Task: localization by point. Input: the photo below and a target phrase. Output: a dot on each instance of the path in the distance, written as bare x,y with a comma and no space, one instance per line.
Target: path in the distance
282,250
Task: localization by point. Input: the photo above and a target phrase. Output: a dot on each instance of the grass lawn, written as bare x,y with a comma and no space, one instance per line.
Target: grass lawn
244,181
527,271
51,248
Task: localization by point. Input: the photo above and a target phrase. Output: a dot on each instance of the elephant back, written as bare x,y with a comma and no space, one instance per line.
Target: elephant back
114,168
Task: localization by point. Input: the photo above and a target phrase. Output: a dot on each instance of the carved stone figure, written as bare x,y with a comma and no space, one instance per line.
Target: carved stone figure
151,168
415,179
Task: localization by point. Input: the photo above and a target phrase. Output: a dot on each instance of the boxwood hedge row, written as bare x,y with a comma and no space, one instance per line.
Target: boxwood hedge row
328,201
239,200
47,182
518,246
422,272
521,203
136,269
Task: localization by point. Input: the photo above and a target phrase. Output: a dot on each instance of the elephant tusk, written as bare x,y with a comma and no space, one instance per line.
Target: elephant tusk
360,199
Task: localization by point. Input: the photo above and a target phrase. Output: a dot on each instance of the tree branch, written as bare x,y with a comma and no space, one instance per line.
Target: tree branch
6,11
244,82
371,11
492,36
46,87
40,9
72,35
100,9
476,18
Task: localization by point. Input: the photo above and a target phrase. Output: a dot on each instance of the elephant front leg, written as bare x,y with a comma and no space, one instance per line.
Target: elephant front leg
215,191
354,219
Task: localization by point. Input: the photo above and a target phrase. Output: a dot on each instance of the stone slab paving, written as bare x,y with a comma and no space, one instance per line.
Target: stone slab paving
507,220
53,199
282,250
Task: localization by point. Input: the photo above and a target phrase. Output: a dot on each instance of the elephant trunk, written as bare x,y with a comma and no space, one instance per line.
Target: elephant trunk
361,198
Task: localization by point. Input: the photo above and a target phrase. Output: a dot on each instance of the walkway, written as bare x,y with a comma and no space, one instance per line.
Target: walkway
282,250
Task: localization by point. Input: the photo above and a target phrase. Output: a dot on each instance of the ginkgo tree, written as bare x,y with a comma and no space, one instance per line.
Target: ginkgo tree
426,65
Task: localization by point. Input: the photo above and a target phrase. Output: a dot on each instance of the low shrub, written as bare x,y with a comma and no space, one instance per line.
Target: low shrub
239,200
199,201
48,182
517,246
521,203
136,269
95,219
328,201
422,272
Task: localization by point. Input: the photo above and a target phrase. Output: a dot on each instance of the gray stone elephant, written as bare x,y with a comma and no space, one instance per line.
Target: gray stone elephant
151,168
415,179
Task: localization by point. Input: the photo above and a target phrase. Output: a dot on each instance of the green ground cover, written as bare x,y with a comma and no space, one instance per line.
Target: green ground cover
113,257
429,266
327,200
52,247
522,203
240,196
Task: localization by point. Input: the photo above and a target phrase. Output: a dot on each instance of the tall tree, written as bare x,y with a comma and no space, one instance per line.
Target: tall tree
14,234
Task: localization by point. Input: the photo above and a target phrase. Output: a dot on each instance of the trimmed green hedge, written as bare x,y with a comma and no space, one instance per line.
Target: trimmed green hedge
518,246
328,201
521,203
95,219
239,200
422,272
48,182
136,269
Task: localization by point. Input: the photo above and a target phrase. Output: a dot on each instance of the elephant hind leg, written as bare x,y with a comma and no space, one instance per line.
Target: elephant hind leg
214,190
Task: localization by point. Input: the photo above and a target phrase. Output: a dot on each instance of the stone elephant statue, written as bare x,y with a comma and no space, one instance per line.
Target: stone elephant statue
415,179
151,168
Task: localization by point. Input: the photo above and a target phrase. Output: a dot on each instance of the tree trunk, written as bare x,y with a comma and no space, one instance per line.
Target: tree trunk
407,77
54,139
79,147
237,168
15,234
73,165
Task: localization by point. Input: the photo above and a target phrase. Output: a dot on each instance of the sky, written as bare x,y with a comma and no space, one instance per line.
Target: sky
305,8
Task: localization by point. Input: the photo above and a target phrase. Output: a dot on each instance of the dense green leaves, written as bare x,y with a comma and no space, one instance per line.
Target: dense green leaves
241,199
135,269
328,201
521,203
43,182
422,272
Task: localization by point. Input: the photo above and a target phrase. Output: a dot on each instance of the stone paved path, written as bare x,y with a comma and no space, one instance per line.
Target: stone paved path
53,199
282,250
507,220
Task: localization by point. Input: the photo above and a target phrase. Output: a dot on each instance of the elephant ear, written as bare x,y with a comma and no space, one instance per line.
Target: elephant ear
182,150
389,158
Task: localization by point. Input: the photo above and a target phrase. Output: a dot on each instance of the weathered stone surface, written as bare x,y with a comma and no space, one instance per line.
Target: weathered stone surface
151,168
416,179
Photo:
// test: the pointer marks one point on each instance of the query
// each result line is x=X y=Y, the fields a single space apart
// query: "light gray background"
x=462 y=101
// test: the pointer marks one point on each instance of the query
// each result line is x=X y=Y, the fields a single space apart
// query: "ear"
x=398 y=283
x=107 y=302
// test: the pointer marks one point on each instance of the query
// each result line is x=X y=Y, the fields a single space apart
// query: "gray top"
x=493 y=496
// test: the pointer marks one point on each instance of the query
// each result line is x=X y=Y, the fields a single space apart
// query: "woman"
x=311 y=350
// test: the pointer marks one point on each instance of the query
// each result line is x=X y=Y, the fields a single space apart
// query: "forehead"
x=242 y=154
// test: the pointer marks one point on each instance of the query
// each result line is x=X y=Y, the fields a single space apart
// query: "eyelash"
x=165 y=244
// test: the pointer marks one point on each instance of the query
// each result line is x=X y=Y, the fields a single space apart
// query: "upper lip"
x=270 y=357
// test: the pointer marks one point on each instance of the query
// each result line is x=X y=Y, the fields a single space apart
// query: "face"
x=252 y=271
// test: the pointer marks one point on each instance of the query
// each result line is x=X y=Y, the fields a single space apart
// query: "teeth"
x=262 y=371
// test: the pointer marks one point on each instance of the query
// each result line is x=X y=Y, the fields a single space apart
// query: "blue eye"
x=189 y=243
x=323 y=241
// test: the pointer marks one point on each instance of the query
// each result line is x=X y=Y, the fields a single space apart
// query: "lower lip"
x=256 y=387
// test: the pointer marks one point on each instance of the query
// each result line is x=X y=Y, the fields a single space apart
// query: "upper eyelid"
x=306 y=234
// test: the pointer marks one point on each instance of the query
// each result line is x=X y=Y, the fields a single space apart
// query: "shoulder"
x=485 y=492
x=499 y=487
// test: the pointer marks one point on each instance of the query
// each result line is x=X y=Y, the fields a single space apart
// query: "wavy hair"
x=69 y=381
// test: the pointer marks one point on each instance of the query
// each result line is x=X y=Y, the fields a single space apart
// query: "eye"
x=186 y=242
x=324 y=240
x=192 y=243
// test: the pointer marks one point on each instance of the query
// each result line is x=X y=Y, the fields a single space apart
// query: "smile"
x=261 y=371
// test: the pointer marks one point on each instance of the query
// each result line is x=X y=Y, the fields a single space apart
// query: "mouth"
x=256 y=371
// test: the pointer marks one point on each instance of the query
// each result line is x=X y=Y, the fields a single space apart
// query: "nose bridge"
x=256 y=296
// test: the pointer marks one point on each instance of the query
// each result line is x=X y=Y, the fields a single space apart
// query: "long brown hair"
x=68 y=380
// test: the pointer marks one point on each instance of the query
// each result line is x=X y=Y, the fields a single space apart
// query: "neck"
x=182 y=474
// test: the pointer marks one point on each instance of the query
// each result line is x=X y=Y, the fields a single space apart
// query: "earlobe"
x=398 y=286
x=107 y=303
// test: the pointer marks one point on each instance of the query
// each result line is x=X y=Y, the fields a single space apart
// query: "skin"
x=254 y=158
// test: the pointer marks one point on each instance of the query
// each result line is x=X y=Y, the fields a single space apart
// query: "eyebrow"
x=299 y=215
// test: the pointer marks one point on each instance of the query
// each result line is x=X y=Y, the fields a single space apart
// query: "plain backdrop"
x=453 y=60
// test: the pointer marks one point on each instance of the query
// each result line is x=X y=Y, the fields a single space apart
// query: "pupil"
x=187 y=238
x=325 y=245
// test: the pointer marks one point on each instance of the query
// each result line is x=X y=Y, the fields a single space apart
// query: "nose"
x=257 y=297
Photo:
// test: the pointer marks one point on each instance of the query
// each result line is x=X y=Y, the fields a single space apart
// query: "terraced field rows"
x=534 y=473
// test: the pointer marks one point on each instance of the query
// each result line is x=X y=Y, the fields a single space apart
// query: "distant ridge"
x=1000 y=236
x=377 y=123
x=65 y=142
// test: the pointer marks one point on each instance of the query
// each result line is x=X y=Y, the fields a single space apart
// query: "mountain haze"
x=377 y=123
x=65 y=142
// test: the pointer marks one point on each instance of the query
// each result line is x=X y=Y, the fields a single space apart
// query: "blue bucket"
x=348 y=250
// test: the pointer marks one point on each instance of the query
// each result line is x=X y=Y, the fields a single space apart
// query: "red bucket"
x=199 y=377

ASSIGNED TASK
Your answer should be the exact lines above from the one with "of the dense" through the one with "of the weathered", both included, and nothing besides.

RESPONSE TO THIS EXERCISE
Task: localization by point. Input: the photo above and a target phrase. Output: a dot on each instance of the dense green leaves, written as bare x,y with a comma and no space, one instance per line.
Target: dense green leaves
241,199
135,269
328,201
521,203
43,182
422,272
Task: localization by point. Input: the photo above and a target phrase. Output: a dot on each instance of the stone paved path, written as bare x,y with a comma and no space, one instance per line.
Target: stone paved path
53,199
282,250
507,220
Task: localization by point. Input: the photo above and a target phrase. Output: a dot on each instance of the elephant ear, written as bare x,y with a comma and no space, one instance per line.
Target: elephant ear
182,150
389,158
Task: localization by point. Input: the photo above and a target phrase. Output: a dot on each instance of the weathered stone surface, written as bare x,y with a comma and no space, one instance per line.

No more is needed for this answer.